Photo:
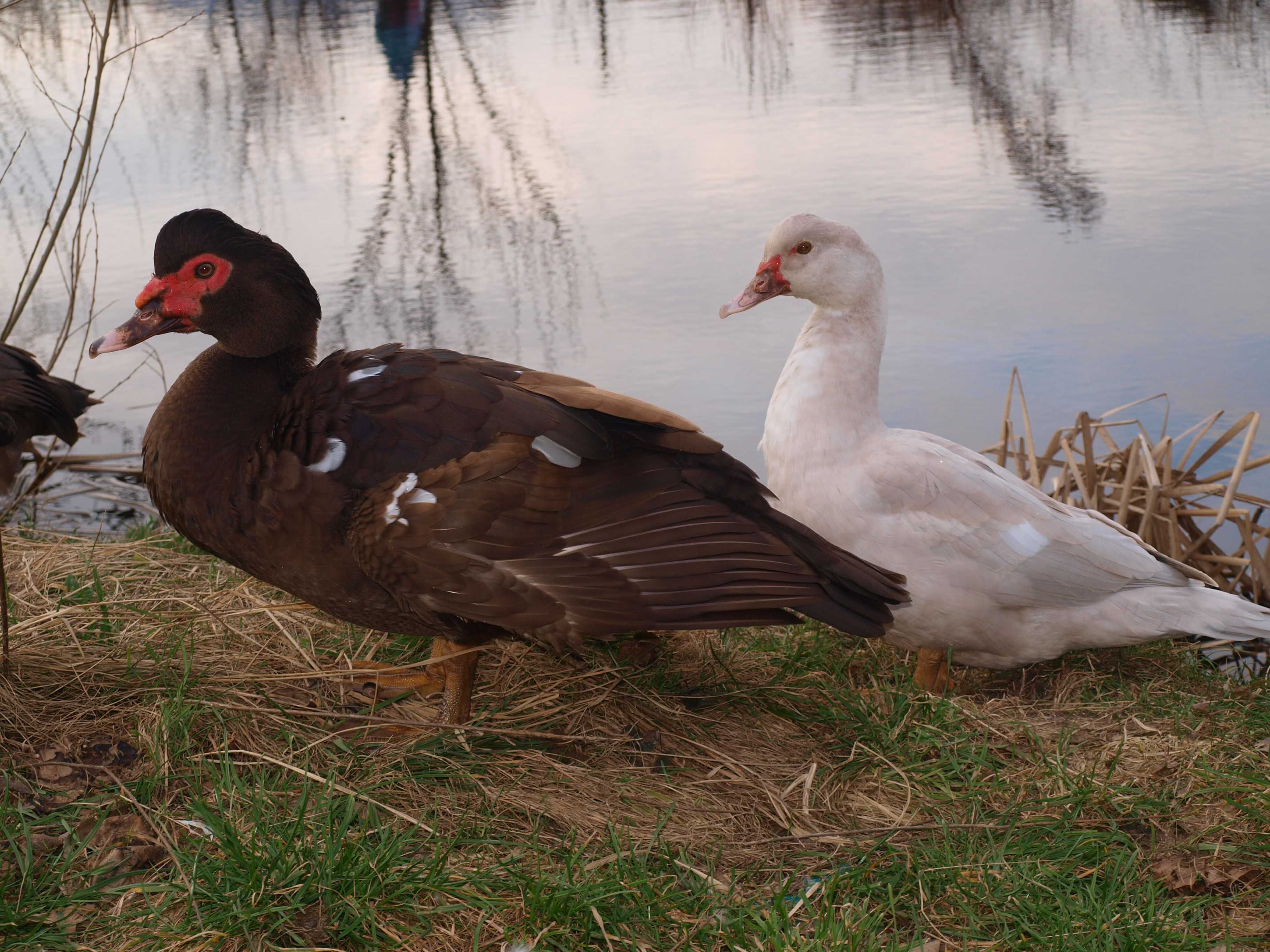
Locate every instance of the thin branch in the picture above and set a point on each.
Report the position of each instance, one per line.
(14, 154)
(25, 296)
(151, 40)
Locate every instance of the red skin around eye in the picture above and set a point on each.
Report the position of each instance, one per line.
(182, 291)
(774, 266)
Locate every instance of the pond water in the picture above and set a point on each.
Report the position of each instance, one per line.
(1075, 187)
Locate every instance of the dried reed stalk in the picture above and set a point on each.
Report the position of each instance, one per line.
(1171, 506)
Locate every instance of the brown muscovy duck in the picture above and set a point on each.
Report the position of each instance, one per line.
(32, 404)
(437, 494)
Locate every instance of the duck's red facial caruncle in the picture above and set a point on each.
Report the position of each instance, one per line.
(171, 303)
(769, 282)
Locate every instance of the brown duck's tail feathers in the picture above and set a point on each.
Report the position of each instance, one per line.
(36, 403)
(858, 595)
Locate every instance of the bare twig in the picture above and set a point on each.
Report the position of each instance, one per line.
(27, 290)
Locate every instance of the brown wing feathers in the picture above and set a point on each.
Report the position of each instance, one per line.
(639, 523)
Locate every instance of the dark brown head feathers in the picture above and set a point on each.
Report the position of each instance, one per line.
(268, 304)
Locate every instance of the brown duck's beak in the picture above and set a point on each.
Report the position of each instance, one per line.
(769, 282)
(147, 323)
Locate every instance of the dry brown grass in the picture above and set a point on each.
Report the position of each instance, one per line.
(746, 760)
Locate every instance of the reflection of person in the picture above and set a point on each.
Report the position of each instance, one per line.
(399, 29)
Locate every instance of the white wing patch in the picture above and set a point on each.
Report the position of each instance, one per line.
(364, 372)
(336, 454)
(557, 454)
(1025, 540)
(393, 512)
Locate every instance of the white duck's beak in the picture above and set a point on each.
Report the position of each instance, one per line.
(769, 282)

┄┄┄┄┄┄┄┄┄┄

### EXERCISE DIRECTIONS
Each entry needs to be returned verbatim, with its pictures left out.

### RESPONSE AREA
Photo:
Locate every instance of the thin branch in the picture above and set a point on each.
Report the position of each instance, one per line.
(14, 154)
(25, 296)
(151, 40)
Locate every instance of the red skin around eye in the picture above and set a point on each.
Report the position of each instance, one per line.
(182, 291)
(774, 266)
Locate every instance of the pond water in the picture above and set a point on each.
Report the position of each instance, one per line.
(1075, 187)
Locate every instance of the dried reed stalk in the picture above and set a point on each.
Report the position of each instance, one per line.
(1171, 506)
Locate every instance of the brown muscovy duck in the picture above and set a point on each.
Report the position of each instance, one per line.
(32, 404)
(437, 494)
Locate every instance of the duck's red facial caruncle in the picture above and set a point on each.
Report the position of each instance, one per line.
(171, 303)
(769, 282)
Locate every instance of the brown duck's tail feathers in the picture above and set a point on each.
Report the position of each instance, one per line.
(36, 403)
(858, 595)
Locate every instance of the bare twig in the picture above and set a point on each.
Report the position of each instance, one per line.
(27, 290)
Locate every instance of the brown wing feathers in the picture above and set a point on each.
Report the position of each instance, one per line.
(639, 523)
Locate every instance of the dark brown head feathers in the picture above and set a point on each.
Report the position of each instance, one per line.
(268, 304)
Locate every instance of the brown duck's beak in the picture above and set a point on each.
Report the position of each instance, one per line.
(769, 282)
(147, 323)
Locate every instance of the dry brown grass in the picture above and set a point on each.
Report the position of each instance, one per line.
(746, 760)
Locate every instance of the reflection of person in the picture above and set a point on each.
Report the position of each instance, one per line.
(399, 29)
Locate every instance of the white wing patch in the picture above and set a point on each.
Report the position of each instance, one per line.
(364, 372)
(336, 454)
(557, 454)
(1025, 540)
(393, 512)
Locate every instance of the white duck's beak in the picture above and set a point on each.
Report the position of each instance, one per line.
(769, 282)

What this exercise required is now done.